O fascista é um ser fragilizado que precisa perfomatizar constantes demonstrações de força, que investe na produção de um corpo e de uma subjetividade prontos para a agressão e a violência. Ele está sempre na defensiva e para isso vive de ataques constantes, se alimenta da agressividade, para que não se perceba seu desamparo e suas fraquezas.
No Brasil contemporâneo, podemos, no entanto, perceber que há corpos e subjetividades fascistas de todos os matizes. Não é apenas o bolsominion truculento e paranoide que é a encarnação do fascismo entre nós, ao demonstrar total insensibilidade diante do sofrimento e da morte dos demais, ao realizar e propor atos de violência contra aqueles que considera seus inimigos, porque pensam e vivem de formas diferentes daquelas que consideram aceitáveis e normais.
A miséria moral do fascista infelizmente não habita apenas os corpos hiperbombados, supermusculosos, as subjetividades dos adoradores de armas e de instrumentos de agressão e violência, o governante paranoico que acha que tudo que acontece no país é para desafiar o seu poder, que tudo é contra ele.
Nesses dias, enquanto milhares de pessoas morrem no país, enquanto a miséria e o desemprego levam milhões ao desespero, podemos também presenciar o quanto a miséria moral do fascismo se espraia por nossa sociedade. A loirinha rainha dos baixinhos propõe que se use presos como cobaias, para “eles servirem para alguma coisa”.
Lembrando o uso dos corpos dos judeus para realizar experimentos médicos e científicos, a cândida mocinha demonstra a total falta de empatia com o “bandido”, que só pelo fato de estar na cadeia ou ter cometido um crime deixaria de ser um semelhante, de ser gente, passando a ser algo parecido com ratos, ecoando a máxima fascista de que “direitos humanos é só para bandido”, o bordão preferido dos programas policiais, essas escolas diárias de fascismo.

DADOS APRESENTADOS
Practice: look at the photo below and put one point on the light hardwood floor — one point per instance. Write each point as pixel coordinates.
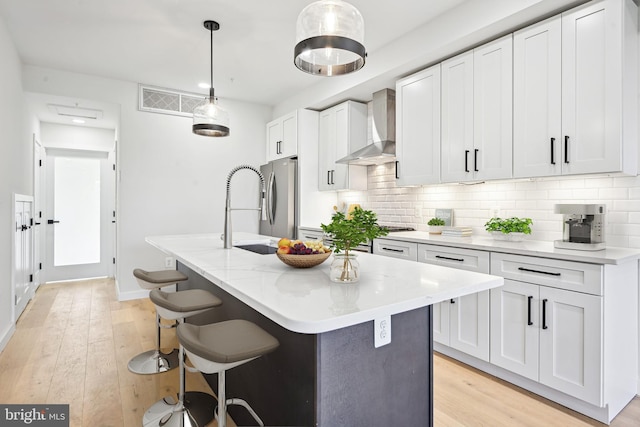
(74, 340)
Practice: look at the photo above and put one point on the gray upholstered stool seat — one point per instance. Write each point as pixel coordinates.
(154, 361)
(192, 408)
(218, 347)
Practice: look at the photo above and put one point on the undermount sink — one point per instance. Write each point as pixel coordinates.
(259, 248)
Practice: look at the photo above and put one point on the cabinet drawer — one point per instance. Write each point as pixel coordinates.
(395, 249)
(573, 276)
(465, 259)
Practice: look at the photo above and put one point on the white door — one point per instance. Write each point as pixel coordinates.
(537, 128)
(571, 343)
(457, 118)
(23, 253)
(418, 128)
(469, 327)
(515, 328)
(493, 109)
(78, 215)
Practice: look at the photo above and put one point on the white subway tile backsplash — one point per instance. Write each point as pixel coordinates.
(535, 199)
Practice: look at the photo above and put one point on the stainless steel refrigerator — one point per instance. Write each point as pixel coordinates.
(281, 199)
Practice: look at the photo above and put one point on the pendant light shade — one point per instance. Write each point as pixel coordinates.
(329, 39)
(209, 119)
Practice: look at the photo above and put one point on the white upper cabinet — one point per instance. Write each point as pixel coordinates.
(282, 137)
(575, 80)
(477, 113)
(343, 129)
(418, 128)
(537, 61)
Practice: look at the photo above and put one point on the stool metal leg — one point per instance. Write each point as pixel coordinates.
(154, 361)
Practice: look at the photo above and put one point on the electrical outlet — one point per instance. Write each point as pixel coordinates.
(382, 331)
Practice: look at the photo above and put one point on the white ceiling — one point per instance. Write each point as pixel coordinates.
(163, 42)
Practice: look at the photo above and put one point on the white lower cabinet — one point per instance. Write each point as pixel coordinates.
(461, 323)
(549, 335)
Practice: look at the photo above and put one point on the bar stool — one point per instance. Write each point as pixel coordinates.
(192, 408)
(154, 361)
(218, 347)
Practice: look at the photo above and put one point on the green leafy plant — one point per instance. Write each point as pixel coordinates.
(510, 225)
(349, 232)
(436, 221)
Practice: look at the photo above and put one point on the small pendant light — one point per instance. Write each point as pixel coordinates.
(329, 37)
(209, 119)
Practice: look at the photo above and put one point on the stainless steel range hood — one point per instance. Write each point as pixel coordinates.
(383, 148)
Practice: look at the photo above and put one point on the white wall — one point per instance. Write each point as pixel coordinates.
(170, 181)
(54, 135)
(15, 166)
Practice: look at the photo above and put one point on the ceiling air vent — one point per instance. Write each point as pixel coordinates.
(168, 101)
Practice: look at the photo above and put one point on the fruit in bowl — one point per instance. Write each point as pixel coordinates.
(302, 254)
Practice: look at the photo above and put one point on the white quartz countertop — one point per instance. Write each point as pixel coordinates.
(610, 255)
(305, 300)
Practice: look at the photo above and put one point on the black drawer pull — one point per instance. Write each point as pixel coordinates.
(538, 271)
(450, 259)
(392, 250)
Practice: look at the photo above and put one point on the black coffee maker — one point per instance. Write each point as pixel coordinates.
(582, 226)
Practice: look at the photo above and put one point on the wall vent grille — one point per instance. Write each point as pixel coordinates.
(168, 101)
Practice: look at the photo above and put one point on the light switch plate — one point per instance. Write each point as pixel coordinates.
(381, 331)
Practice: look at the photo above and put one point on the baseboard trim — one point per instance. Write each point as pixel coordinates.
(6, 336)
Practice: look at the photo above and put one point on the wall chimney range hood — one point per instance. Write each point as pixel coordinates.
(383, 148)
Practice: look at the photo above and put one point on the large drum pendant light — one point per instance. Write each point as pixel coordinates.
(209, 119)
(329, 37)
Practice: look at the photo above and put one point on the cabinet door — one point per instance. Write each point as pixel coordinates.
(515, 328)
(469, 324)
(537, 100)
(457, 118)
(591, 88)
(326, 150)
(274, 139)
(289, 145)
(441, 322)
(493, 110)
(418, 128)
(571, 343)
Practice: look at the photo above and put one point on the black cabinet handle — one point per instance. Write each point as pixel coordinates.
(450, 259)
(538, 271)
(392, 250)
(475, 160)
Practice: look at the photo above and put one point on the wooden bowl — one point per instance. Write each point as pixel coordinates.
(303, 261)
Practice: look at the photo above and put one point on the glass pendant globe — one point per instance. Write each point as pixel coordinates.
(209, 119)
(329, 38)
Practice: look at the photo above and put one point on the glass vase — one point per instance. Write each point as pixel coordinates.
(345, 268)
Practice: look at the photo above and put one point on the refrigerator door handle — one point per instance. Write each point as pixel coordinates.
(270, 197)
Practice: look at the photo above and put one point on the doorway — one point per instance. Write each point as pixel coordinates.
(79, 197)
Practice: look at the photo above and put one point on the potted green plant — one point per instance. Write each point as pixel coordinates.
(347, 232)
(512, 229)
(435, 225)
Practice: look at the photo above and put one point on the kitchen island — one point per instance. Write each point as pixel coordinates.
(327, 370)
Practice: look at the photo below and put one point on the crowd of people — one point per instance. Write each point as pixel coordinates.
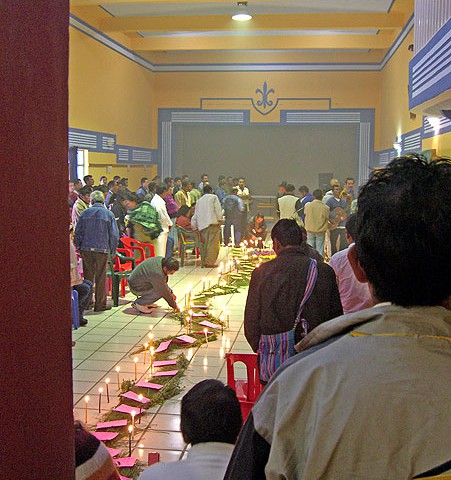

AÇÕES A REALIZAR
**a)** Liste todos os trechos que aparecem entre aspas no texto sobre o fascismo no Brasil.
**b)** Retome o texto sobre o fascismo no Brasil e escreva a continuação a partir da última frase apresentada.
Os dados são um material independente do texto.

RESPOSTAS
**a)**
- "eles servirem para alguma coisa"
- "bandido"
- "direitos humanos é só para bandido"

**b)**
Numa só frase Xuxa transforma os presos em objeto, retira deles a condição humana, da qual faz parte, justamente, a possibilidade do erro e do crime.
A advogada promotora do impeachment sem crime de responsabilidade da presidenta Dilma, a deputada estadual mais votada do estado de São Paulo, propõe que se deixe morrer os velhos, que os hospitais, se tiverem que escolher quem salvarão, que escolham os jovens, que ainda teriam muito o que dar ao país. Esse raciocínio brilhante só pode ter vindo de quem deu espetáculos no mínimo estranhos durante o golpe de Estado que lhe colocou sobre os holofotes.
Nisso ela não está sendo original. Ainda no começo da pandemia, o homem sensível que nos desgoverna já havia dito que iam morrer alguns velhos, mas o que se havia de fazer, todo mundo morre mesmo e, como ele não é coveiro (o que a essa altura temos muitas dúvidas), não ia ficar contando cadáveres (com sua matemática limitada deve estar ficando bem difícil agora fazê-lo, o melhor é mudar a forma de cálculo, como propõe para o desemprego).
A desumanização da velhice, a visão de que o idoso é um traste, um peso para a sociedade e a família, alguém que não serve mais, é cruel e desconhece todas as contribuições que já deram ou ainda darão a sociedade. Janaína Paschoal ainda reafirmou a sua tese, tão boa quanto a que apresentou ao concurso para professora titular na USP, em que foi reprovada.
O deputado Roberto Jefferson, que só por continuar solto depois de tudo que já fez, é uma desmoralização para a justiça brasileira, recém transformado em cristão evangélico, demonstrando que entendeu bem a mensagem de Jesus, fez um vídeo ensinando os homens e mulheres seguidores do Evangelho, a como espancar e torturar os comunistas, esses eternos bodes expiatórios dos delírios paranoides dos fascistas.
Com o rosto coberto com uma balaclava, como se fosse um torturador saído dos porões da ditadura de 1964 (comemorada, pasmem, essa semana), ele “evangelizava” exibindo os instrumentos, que dispostos sobre uma mesa, auxiliariam na conversão forçada dos filhos de satanás, esses vermelhos. A tudo isso vamos assistindo impassíveis, vendo o fascismo se espalhar pela sociedade, talvez aguardando que a conversão a porrete chegue as nossas casas e aos nossos corpos.
*Esse texto reflete, exclusivamente, a opinião do autor.